El recuerdo de un suceso azaroso, y desde luego clave en la historia personal de uno de sus protagonistas, el coronel Aureliano Buendía, le sirvió de recurso inicial a Gabito para escribir el primer párrafo de su legendaria novela.

“Muchos años después, frente al pelotón de fusilamiento, el coronel Aureliano Buendía habría de recordar aquella tarde remota en que su padre lo llevó a conocer el hielo”. Entonces, sin revelarle a los lectores que Aureliano sería redimido de la pena capital, García Márquez, comienza a contarnos cómo era el mítico pueblo Macondo cuando el futuro coronel tan solo era un niño de ocho años.

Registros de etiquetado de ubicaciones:

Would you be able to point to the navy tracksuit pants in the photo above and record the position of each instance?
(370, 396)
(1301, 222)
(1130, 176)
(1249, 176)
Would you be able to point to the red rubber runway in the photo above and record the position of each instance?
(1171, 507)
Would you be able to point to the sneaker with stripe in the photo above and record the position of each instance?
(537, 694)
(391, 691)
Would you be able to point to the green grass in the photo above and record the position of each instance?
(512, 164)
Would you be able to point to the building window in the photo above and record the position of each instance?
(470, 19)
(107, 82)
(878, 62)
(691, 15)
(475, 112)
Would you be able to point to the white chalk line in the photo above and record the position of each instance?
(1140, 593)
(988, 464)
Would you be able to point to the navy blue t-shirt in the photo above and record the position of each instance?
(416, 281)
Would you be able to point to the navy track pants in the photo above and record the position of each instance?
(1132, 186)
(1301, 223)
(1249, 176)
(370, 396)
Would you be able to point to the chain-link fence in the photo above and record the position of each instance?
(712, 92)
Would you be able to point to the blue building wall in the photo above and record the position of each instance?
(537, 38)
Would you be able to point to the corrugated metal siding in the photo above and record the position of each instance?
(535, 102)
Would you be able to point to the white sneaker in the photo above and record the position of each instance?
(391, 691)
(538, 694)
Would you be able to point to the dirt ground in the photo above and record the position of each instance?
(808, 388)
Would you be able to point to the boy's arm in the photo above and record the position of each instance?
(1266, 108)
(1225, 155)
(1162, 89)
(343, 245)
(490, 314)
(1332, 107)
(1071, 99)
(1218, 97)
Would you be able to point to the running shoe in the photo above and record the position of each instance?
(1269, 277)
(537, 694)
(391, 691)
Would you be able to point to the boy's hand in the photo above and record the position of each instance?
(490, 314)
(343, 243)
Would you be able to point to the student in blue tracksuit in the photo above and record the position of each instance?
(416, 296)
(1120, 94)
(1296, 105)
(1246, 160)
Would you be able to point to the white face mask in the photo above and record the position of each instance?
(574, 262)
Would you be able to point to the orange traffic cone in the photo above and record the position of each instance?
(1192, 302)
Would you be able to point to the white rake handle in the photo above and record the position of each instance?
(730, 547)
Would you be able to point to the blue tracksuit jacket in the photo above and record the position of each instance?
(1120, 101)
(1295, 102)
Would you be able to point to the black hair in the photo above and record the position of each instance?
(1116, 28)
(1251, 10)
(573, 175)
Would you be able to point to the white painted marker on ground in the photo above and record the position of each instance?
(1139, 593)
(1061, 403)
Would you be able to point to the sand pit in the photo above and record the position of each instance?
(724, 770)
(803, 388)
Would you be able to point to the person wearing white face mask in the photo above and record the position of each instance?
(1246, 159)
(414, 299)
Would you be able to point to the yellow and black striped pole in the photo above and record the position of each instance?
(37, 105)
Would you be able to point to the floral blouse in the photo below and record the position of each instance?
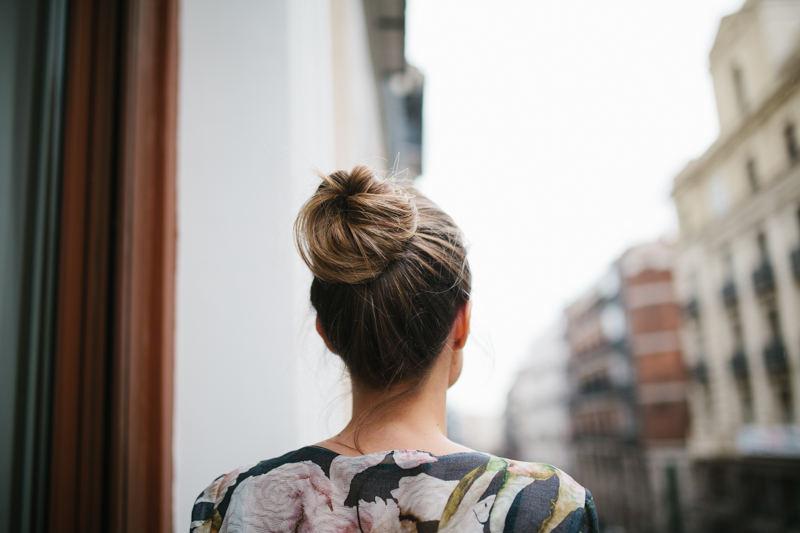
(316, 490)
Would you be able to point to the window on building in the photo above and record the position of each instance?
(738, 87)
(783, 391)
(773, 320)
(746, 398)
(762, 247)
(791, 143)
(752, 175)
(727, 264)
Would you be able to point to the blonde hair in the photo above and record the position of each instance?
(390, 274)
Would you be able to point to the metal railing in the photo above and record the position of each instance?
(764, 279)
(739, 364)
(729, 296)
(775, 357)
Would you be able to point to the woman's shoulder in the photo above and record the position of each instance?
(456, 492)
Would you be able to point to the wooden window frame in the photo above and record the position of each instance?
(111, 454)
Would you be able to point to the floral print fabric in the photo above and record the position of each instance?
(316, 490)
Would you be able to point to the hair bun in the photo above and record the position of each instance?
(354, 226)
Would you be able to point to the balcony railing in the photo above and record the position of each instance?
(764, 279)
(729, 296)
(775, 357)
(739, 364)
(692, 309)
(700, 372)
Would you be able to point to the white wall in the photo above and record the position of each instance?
--
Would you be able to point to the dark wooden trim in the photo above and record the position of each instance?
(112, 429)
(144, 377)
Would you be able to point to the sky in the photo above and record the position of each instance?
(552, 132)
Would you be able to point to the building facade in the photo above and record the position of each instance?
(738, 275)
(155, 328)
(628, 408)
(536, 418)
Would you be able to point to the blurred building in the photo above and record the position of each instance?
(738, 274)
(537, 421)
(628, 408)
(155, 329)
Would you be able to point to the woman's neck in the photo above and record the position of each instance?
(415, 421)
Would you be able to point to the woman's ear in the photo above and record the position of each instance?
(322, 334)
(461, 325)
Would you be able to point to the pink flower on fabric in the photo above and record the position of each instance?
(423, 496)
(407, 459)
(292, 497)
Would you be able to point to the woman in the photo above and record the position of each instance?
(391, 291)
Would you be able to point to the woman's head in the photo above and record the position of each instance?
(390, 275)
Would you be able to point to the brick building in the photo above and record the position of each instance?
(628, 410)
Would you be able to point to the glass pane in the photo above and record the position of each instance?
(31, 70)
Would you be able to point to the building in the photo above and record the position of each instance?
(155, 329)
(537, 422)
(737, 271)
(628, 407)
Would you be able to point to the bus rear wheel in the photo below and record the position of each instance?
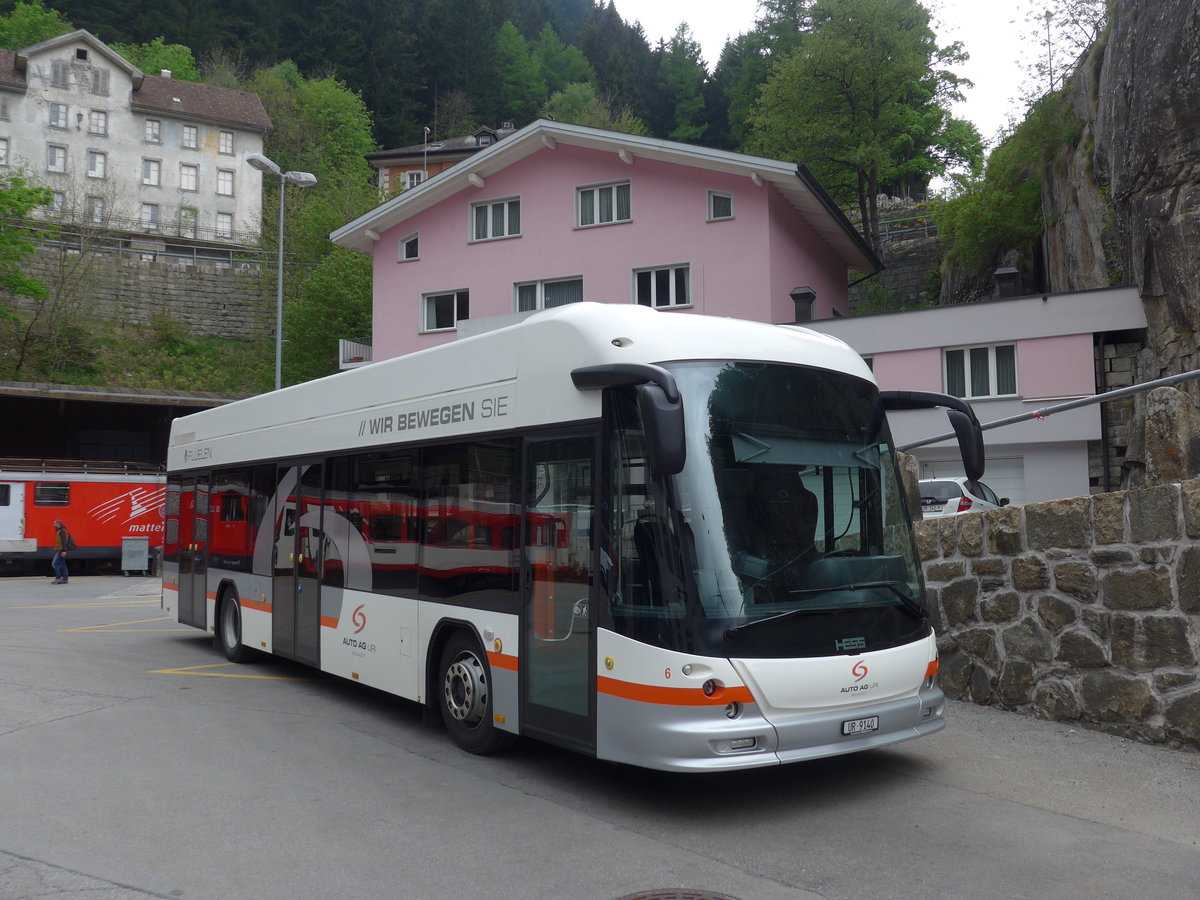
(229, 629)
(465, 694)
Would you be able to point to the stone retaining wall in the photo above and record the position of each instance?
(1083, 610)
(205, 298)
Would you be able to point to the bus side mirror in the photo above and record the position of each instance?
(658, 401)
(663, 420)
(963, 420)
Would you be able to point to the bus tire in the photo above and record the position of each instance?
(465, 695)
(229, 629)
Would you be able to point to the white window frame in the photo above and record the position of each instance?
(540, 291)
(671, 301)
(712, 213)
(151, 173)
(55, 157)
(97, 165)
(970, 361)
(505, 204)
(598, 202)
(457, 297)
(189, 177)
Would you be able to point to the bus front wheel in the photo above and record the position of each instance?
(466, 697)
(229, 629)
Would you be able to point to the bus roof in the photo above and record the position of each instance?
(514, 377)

## [CONSIGNA A]
Transcribe del texto sobre el inicio de la novela de García Márquez el pasaje que comienza con las palabras que contienen "El recuerdo de" y termina con "de ocho años.".
## [CONSIGNA B]
Resume en dos oraciones el texto sobre el inicio de la novela de García Márquez.
## [CONSIGNA C]
Prosigue el texto sobre el inicio de la novela de García Márquez a partir de su última oración.

## [RESULTADO FINAL A]
El recuerdo de un suceso azaroso, y desde luego clave en la historia personal de uno de sus protagonistas, el coronel Aureliano Buendía, le sirvió de recurso inicial a Gabito para escribir el primer párrafo de su legendaria novela.

“Muchos años después, frente al pelotón de fusilamiento, el coronel Aureliano Buendía habría de recordar aquella tarde remota en que su padre lo llevó a conocer el hielo”. Entonces, sin revelarle a los lectores que Aureliano sería redimido de la pena capital, García Márquez, comienza a contarnos cómo era el mítico pueblo Macondo cuando el futuro coronel tan solo era un niño de ocho años.

## [RESULTADO FINAL B]
García Márquez usó el recuerdo de la tarde en que su padre llevó al coronel Aureliano Buendía a conocer el hielo para escribir el primer párrafo de su novela. Sin revelar que Aureliano se salvaría de la pena capital, el autor pasa después a contar cómo era Macondo cuando el futuro coronel era un niño de ocho años.

## [RESULTADO FINAL C]
El gitano Melquíades es una especie de hilo conductor de Cien años de soledad, a través de las claves plasmadas en unos manuscritos que determinan el destino total de la historia de Macondo -con su infinidad de fábulas maravillosas-, que sólo se descifran  casi al final, cuando el pueblo es arrasado por un viento ineluctable después que el último de la estirpe macondiana, el de la cola de cerdo, se entregara al más febril de los delirio amatorios con su tía Amaranta.

¿Qué es exactamente Macondo? En primer lugar, y ante todo, un estado del alma. Macondo puede estar en Colombia, Cuba, Australia, Inglaterra, Cambodia o Surinam. Dicen que en todos los lugares del mundo, y en todos los idiomas y dialectos a los que ha sido traducida, los lectores se conmueven leyendo la novela como si estuvieran reinventando su propio territorio.

En todos los lugares, los idiomas y dialectos a los que ha sido traducida Cien años de soledad, los lectores se conmueven como si estuvieran reinventando su propio territorio. Ante todo, Macondo es un estado del alma.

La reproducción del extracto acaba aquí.